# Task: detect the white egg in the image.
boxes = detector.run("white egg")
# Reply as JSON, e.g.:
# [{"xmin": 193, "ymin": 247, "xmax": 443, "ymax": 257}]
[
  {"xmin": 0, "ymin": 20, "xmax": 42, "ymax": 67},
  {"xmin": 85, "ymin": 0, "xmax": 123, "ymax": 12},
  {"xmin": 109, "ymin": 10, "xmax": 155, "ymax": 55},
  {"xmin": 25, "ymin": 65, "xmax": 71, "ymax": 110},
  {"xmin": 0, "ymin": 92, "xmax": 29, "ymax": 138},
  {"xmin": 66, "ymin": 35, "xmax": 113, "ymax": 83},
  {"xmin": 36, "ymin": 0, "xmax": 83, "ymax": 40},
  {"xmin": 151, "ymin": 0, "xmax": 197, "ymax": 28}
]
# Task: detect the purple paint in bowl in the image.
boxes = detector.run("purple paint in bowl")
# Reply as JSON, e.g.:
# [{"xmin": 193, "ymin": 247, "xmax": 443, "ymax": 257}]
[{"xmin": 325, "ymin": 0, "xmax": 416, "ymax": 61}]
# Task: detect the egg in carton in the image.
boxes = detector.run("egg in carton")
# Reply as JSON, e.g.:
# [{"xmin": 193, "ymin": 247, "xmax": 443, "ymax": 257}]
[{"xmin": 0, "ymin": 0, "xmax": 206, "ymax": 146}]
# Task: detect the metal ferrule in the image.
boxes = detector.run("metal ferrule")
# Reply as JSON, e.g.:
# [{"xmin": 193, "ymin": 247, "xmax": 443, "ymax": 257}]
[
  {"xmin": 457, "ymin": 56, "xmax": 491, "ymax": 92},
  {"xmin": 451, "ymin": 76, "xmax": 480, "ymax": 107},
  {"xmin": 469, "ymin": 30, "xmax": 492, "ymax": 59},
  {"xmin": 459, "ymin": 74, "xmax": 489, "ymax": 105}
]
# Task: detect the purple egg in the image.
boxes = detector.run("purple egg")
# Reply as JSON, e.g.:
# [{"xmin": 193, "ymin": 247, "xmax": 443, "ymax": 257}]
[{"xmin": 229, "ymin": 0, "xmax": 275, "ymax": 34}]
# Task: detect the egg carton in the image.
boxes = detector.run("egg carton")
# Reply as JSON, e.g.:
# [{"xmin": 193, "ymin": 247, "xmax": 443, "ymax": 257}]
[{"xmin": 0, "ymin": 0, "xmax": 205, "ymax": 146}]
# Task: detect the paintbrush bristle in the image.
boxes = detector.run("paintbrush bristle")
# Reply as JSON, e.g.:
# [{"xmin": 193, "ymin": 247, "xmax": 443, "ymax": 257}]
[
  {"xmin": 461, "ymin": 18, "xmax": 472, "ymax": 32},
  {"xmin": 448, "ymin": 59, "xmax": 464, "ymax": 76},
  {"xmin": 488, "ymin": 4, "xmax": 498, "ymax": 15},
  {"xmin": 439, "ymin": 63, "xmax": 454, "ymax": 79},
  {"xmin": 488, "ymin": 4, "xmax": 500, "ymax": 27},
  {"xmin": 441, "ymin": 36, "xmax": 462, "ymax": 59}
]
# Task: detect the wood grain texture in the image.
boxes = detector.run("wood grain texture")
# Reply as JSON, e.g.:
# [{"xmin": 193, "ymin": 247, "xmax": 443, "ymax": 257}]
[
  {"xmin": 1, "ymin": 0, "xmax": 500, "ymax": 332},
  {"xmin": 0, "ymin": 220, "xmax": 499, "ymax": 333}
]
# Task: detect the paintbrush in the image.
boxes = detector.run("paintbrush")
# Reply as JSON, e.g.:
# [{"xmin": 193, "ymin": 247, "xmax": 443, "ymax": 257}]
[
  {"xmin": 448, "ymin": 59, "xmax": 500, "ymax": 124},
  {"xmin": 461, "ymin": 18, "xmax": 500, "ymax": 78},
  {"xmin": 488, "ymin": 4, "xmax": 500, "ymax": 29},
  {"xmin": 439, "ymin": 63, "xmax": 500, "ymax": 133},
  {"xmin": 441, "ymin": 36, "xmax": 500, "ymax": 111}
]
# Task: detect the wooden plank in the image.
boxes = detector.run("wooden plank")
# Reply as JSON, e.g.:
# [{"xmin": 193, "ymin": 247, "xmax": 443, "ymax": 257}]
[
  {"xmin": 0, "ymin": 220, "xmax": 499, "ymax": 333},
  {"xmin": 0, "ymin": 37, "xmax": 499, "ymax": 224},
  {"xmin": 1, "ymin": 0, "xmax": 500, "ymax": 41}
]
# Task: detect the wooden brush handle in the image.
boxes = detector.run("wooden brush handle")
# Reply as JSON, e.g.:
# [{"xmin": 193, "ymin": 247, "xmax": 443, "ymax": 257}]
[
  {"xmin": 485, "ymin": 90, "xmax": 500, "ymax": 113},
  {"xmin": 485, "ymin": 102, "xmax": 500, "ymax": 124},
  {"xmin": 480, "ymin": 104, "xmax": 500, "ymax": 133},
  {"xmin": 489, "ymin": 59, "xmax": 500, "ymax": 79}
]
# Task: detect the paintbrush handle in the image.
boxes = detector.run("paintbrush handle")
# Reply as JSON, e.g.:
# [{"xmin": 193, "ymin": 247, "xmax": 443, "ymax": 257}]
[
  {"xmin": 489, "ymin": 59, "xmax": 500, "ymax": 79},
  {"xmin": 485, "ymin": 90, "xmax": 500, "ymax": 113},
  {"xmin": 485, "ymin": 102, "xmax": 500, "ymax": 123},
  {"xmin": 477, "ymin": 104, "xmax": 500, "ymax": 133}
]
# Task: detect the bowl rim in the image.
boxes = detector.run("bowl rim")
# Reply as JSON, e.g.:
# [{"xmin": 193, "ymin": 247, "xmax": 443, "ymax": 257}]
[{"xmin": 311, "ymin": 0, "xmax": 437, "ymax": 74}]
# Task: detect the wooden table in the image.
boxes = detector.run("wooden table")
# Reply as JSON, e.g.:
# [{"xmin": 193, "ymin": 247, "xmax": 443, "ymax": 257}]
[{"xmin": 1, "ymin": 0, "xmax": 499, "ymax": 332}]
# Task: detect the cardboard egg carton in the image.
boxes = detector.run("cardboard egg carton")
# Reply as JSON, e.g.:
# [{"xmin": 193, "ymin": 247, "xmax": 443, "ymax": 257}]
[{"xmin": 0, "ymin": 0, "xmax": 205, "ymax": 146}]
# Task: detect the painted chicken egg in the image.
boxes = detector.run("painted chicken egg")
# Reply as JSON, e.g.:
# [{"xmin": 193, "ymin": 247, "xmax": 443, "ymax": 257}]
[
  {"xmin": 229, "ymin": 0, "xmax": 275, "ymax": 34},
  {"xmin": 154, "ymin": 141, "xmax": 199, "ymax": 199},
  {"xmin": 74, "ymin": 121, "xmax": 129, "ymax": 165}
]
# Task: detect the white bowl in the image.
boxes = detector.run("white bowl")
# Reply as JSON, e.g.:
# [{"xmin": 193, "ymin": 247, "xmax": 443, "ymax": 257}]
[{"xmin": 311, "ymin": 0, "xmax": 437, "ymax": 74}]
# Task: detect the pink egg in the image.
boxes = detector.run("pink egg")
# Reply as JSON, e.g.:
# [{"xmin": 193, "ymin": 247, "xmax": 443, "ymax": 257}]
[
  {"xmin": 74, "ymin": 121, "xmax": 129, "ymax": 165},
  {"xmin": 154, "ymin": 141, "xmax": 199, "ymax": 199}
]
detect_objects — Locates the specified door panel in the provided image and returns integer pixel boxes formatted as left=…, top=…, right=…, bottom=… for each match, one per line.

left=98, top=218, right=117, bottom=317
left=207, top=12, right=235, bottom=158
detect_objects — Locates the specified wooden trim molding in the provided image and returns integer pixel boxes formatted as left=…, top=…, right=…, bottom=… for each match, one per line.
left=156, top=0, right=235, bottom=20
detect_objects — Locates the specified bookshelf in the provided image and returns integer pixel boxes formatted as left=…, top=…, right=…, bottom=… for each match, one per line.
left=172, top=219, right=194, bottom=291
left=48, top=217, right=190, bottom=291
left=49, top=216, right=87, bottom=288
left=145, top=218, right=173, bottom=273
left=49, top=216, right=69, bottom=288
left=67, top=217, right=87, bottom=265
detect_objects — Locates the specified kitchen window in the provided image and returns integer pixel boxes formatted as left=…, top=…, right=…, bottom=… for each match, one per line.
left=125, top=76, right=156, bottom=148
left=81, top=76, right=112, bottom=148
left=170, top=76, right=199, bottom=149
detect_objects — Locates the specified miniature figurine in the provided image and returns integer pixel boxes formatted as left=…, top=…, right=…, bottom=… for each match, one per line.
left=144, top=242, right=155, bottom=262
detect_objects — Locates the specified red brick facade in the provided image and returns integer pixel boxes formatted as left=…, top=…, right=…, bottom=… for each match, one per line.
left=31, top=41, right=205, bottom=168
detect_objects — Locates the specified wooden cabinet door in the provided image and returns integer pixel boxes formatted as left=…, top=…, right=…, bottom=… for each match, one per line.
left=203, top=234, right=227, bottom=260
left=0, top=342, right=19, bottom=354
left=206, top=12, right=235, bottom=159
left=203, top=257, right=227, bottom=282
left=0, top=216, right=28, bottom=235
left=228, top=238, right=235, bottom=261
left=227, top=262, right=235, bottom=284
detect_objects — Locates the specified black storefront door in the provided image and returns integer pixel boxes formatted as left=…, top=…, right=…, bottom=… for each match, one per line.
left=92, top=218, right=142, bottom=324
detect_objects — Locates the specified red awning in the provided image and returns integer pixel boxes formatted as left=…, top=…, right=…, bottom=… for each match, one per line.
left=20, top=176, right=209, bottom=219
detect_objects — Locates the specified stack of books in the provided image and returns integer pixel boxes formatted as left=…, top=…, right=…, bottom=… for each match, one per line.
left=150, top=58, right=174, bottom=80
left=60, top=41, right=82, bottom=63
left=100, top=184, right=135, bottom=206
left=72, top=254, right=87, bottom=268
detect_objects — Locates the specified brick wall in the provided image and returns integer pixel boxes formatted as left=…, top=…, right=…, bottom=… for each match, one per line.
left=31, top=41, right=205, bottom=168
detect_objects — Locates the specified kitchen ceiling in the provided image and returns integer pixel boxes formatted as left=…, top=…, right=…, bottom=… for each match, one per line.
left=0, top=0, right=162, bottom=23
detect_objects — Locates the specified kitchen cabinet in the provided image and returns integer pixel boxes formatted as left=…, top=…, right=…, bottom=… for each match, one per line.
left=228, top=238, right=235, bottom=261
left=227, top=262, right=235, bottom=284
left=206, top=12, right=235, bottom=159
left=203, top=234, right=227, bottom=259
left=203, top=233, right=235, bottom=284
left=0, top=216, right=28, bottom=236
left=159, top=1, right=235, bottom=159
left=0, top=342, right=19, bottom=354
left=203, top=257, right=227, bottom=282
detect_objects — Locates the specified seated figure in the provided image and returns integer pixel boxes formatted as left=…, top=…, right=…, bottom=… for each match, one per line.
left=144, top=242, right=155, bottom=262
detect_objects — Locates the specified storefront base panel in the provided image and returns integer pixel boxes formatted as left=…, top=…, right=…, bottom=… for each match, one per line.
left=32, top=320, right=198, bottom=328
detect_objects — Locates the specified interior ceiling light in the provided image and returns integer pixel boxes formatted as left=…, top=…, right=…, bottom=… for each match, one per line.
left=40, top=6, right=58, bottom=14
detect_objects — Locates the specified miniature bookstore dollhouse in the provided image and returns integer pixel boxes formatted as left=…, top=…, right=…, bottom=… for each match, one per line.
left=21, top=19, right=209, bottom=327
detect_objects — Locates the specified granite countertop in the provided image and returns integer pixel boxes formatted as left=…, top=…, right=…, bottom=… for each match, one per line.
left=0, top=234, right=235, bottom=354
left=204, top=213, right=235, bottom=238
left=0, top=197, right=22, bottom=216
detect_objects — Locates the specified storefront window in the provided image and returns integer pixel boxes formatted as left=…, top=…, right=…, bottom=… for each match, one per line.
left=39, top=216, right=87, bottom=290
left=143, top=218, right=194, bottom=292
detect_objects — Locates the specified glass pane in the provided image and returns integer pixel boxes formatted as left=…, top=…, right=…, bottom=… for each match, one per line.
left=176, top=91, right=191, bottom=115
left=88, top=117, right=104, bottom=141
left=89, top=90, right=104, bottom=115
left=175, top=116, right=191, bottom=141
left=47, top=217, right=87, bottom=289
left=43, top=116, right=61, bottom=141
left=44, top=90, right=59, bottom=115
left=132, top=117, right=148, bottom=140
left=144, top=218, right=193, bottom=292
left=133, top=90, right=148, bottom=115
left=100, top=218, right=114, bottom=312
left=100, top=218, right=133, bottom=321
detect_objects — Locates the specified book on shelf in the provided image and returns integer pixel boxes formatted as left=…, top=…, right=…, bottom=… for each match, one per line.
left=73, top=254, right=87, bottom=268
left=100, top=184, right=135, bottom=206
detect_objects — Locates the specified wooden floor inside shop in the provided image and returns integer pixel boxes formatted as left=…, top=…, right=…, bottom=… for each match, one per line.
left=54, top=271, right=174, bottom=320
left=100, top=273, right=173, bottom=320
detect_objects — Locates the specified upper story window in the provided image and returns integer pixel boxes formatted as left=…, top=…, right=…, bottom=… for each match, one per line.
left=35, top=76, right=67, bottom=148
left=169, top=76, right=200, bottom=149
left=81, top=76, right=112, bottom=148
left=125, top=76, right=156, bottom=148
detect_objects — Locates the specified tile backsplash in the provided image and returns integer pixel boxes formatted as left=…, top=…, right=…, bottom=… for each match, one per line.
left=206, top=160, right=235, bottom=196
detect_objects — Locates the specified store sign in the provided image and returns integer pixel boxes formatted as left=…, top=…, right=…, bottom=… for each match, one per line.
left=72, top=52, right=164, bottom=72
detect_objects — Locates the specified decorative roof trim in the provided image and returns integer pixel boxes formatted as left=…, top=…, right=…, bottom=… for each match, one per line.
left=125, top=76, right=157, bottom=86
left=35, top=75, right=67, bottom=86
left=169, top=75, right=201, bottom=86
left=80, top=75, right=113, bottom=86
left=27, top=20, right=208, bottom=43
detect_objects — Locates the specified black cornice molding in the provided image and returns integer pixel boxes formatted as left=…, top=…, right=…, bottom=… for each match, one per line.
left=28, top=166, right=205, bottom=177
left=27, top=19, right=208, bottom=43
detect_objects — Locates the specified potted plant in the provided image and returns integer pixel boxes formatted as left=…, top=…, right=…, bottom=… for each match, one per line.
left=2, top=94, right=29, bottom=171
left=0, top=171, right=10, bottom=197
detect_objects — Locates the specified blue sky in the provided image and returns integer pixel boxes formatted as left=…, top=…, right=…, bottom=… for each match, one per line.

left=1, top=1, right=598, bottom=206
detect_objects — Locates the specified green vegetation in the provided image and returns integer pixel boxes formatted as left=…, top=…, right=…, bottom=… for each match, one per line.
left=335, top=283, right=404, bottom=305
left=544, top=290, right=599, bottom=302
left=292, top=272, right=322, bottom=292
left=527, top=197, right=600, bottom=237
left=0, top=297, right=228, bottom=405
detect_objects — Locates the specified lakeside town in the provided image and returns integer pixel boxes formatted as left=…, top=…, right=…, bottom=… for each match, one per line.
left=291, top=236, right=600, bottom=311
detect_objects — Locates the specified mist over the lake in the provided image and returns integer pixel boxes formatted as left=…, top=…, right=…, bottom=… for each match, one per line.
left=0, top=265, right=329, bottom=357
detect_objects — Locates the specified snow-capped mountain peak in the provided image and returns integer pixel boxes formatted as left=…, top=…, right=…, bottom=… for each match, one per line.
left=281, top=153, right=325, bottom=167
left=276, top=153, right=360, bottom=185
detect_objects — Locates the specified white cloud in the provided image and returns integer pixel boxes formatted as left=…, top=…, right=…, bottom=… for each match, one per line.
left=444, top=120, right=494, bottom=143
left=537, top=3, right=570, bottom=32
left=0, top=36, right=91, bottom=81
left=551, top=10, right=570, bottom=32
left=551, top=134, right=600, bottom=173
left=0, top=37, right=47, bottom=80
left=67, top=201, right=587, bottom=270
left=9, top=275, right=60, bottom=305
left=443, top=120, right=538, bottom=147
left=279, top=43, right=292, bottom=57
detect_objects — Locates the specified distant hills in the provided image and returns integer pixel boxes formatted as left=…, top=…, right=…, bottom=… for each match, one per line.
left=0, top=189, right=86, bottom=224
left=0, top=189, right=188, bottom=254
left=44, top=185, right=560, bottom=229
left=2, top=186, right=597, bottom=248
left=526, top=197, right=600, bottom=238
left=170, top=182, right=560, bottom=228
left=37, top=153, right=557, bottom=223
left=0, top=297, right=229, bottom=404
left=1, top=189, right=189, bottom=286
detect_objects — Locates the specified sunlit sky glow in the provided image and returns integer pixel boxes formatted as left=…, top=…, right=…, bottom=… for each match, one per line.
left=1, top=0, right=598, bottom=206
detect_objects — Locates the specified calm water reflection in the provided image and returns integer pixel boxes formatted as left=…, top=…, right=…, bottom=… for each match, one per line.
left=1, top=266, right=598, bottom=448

* * * * * * *

* Work instructions
All lines of the listing holding the string "texture" must be returned, copied as they stand.

* Worked solution
# Task: detect the wood grain texture in the image.
boxes = detector.run("wood grain texture")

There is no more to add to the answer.